Goal of the exercise: Please copy the final project page below word for word, from start to finish.

Final project
Timeline
Research topics due Tuesday September 30 at 5:00pm
Project proposal due Wednesday October 15 at 5:00pm
Exploratory data analysis due Tuesday November 4
Project presentations (in lab) Wednesday November 12
Draft report due Tuesday November 18 at 5:00pm
Peer review Wednesday November 19, in lab
Final written report + reproducible GitHub repository due December 12 at 5:00pm.
Description
The goal of the final project is for you to use regression analysis to analyze a data set of your own choosing. The data set may already exist or you may collect your own data by scraping the web.
Choose the data based on your group’s interests or work you all have done in other courses or research projects. The goal of this project is for you to demonstrate proficiency in the techniques we have covered in this class (and beyond, if you like!) and apply them to a data set to analyze it in a meaningful way.
All analyses must be done in RStudio using Quarto and GitHub, and your analysis and written report must be reproducible.
Deliverables
You will work on the project with your lab groups. The primary deliverables for the project are
an in-person presentation about the exploratory data analysis and initial modeling
a written, reproducible final report detailing your analysis
a summary of your project highlights to share with the class
a GitHub repository containing all work from the project
There are intermediate milestones and peer review assignments throughout the semester to help you work towards the primary deliverables.
There are intermediate milestones and peer review assignments throughout the semester to help you work towards the primary deliverables.
Step 1
Research topics
The goal of this milestone is to discuss topics and develop potential research questions your team is interested in investigating for the project. You are only developing ideas at this point; you do not need to have a data set identified right now.
Develop three potential research topics. Include the following for each topic:
- A brief description of the topic
- A statement about your motivation for investigating this topic
- The potential audience(s), i.e., who might be most interested in this research?

Dataset entries:
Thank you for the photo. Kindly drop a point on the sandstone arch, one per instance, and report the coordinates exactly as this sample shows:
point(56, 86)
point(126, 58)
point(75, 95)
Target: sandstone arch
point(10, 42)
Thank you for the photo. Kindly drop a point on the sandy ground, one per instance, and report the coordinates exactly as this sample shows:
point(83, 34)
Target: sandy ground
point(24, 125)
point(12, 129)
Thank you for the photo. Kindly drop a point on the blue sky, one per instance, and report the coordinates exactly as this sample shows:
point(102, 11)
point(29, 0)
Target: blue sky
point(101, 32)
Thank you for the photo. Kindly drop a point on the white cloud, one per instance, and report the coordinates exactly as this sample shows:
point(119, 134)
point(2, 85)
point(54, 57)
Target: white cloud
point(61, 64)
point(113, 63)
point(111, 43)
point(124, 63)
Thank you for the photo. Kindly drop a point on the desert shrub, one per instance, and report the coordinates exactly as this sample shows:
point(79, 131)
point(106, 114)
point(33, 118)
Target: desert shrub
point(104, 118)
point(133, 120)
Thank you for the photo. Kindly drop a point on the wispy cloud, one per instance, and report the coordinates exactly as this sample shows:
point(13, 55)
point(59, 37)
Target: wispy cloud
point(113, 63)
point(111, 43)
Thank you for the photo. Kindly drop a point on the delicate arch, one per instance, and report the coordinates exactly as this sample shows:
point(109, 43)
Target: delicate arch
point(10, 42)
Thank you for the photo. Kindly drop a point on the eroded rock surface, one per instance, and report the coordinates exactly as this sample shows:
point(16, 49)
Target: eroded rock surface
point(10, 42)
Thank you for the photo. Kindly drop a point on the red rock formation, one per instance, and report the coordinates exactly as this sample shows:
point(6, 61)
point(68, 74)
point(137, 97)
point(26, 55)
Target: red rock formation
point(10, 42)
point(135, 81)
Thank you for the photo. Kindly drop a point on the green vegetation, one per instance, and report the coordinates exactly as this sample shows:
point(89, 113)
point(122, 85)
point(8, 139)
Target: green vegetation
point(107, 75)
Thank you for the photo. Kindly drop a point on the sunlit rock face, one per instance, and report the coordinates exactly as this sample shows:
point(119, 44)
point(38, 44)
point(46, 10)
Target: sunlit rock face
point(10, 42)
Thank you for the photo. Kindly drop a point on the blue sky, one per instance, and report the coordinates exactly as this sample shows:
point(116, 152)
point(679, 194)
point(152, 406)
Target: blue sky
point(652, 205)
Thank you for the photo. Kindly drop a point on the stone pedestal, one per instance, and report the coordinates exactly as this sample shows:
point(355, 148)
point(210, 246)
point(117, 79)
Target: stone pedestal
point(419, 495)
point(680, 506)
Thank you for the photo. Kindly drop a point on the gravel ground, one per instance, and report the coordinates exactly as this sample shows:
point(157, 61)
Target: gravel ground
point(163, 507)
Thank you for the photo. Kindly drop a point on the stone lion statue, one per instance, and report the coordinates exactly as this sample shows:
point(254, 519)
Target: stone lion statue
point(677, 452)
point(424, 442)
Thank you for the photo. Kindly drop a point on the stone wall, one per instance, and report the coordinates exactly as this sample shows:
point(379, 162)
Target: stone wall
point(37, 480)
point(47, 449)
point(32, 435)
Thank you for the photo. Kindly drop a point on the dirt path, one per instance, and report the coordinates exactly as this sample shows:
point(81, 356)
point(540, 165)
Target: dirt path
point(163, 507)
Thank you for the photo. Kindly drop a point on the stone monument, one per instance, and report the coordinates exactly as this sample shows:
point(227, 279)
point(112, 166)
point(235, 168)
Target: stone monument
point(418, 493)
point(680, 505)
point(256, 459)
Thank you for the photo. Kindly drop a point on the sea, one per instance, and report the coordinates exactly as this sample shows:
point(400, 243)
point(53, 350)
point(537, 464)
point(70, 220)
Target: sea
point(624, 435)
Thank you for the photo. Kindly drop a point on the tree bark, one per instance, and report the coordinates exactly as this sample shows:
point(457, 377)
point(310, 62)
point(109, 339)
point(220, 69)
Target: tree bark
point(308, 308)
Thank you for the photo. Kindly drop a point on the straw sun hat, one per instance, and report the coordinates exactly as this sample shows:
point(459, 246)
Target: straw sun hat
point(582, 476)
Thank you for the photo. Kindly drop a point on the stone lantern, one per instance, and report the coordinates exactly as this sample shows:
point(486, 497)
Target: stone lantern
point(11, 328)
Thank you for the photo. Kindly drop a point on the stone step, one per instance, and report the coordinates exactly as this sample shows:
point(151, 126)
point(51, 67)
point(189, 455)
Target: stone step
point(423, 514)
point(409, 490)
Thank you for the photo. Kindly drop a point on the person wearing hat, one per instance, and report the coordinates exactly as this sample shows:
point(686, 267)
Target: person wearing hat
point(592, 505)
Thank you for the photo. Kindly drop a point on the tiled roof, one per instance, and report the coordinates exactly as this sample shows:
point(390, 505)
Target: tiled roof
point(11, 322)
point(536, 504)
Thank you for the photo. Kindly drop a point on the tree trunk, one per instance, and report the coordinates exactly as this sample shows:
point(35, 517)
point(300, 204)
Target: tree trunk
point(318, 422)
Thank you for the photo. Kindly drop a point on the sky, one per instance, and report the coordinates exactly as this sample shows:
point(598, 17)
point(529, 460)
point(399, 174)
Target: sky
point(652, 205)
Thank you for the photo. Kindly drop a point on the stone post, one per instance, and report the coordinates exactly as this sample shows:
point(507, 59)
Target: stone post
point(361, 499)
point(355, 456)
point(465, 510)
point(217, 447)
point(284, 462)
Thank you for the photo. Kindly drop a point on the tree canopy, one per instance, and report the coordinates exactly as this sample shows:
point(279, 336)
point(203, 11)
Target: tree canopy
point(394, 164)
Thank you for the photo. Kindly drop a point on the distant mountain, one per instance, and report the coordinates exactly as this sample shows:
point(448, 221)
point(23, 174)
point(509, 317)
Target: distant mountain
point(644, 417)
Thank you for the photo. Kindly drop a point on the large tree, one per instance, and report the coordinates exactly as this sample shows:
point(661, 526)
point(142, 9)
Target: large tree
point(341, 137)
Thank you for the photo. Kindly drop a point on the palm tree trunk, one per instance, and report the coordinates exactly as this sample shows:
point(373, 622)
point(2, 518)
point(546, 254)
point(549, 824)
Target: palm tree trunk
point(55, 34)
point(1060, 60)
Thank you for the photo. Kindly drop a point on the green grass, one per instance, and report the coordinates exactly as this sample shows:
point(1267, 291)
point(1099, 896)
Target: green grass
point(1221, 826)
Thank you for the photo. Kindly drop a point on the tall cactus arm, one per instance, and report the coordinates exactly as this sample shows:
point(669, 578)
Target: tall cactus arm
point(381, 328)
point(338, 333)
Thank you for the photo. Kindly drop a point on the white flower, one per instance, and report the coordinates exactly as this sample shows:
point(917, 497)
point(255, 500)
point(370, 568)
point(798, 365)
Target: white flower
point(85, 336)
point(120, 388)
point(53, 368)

Answer section:
Final project
Timeline
Research topics due Tuesday September 30 at 5:00pm
Project proposal due Wednesday October 15 at 5:00pm
Exploratory data analysis due Tuesday November 4
Project presentations (in lab) Wednesday November 12
Draft report due Tuesday November 18 at 5:00pm
Peer review Wednesday November 19, in lab
Final written report + reproducible GitHub repository due December 12 at 5:00pm.
Description
The goal of the final project is for you to use regression analysis to analyze a data set of your own choosing. The data set may already exist or you may collect your own data by scraping the web.
Choose the data based on your group’s interests or work you all have done in other courses or research projects. The goal of this project is for you to demonstrate proficiency in the techniques we have covered in this class (and beyond, if you like!) and apply them to a data set to analyze it in a meaningful way.
All analyses must be done in RStudio using Quarto and GitHub, and your analysis and written report must be reproducible.
Deliverables
You will work on the project with your lab groups. The primary deliverables for the project are
an in-person presentation about the exploratory data analysis and initial modeling
a written, reproducible final report detailing your analysis
a summary of your project highlights to share with the class
a GitHub repository containing all work from the project
There are intermediate milestones and peer review assignments throughout the semester to help you work towards the primary deliverables.
There are intermediate milestones and peer review assignments throughout the semester to help you work towards the primary deliverables.
Step 1
Research topics
The goal of this milestone is to discuss topics and develop potential research questions your team is interested in investigating for the project. You are only developing ideas at this point; you do not need to have a data set identified right now.
Develop three potential research topics. Include the following for each topic:
- A brief description of the topic
- A statement about your motivation for investigating this topic
- The potential audience(s), i.e., who might be most interested in this research?